### Problem
Replace "in this scene" with "in this photo" throughout the rows below, keeping everything else identical. Leave the pictures out of your answer.

Items from a data source
++++++

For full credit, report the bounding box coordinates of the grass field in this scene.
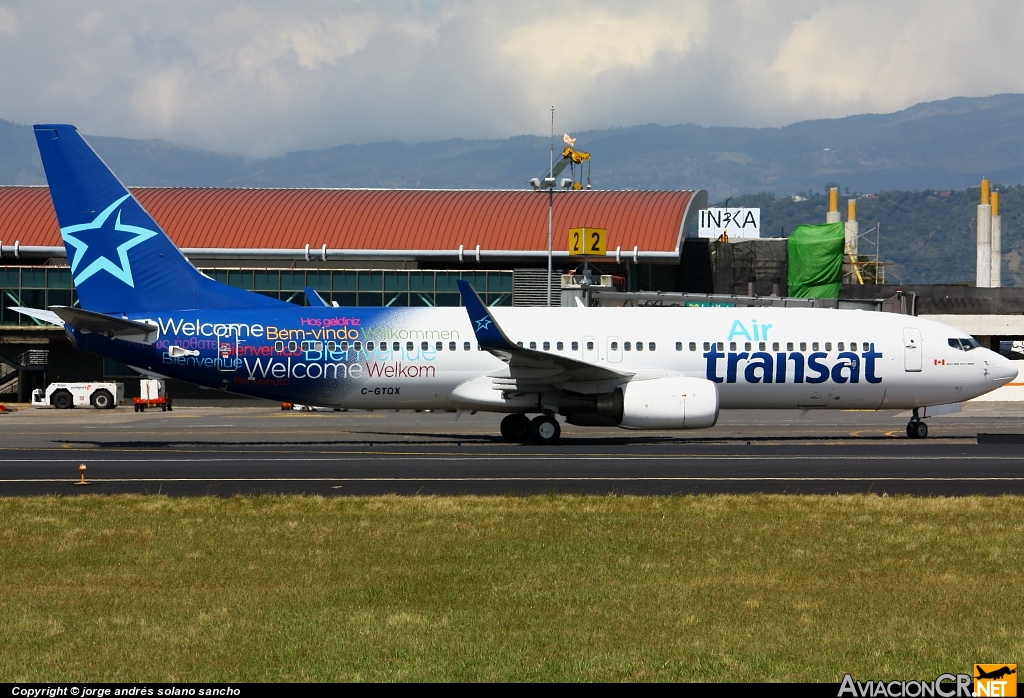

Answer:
[0,496,1024,682]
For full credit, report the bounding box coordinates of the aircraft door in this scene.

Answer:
[903,328,922,370]
[607,337,623,363]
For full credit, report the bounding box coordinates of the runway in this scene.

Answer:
[0,403,1024,496]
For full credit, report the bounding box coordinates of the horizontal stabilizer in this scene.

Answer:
[456,279,633,393]
[50,305,160,344]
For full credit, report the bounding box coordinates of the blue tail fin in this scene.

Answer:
[34,124,287,313]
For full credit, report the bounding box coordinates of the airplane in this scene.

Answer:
[17,124,1017,444]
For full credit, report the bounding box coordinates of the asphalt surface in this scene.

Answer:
[0,402,1024,496]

++++++

### Task answer
For full credit, report the bounding box coordinates of the grass field in this photo.

Answer:
[0,496,1024,682]
For full credit, report the bounding box coordinates of the aircraft door in this photo.

Answer:
[903,328,922,370]
[607,337,623,363]
For full credit, report the bounding box coordinates of the runway in this photo.

Answer:
[0,403,1024,496]
For full credit, report the bounding box coordinates of the horizontal stabilizer in this photo.

Answer:
[456,279,633,393]
[50,305,160,344]
For full credit, report the bounding box coordinates of the blue tail fin in this photo.

Answer:
[34,124,287,313]
For full credit, report the bounding box coordinates of the airplane in this photo.

Answer:
[17,124,1017,444]
For full credit, report the bounding box coordinates of the asphalt surface in this photo.

Answer:
[0,402,1024,496]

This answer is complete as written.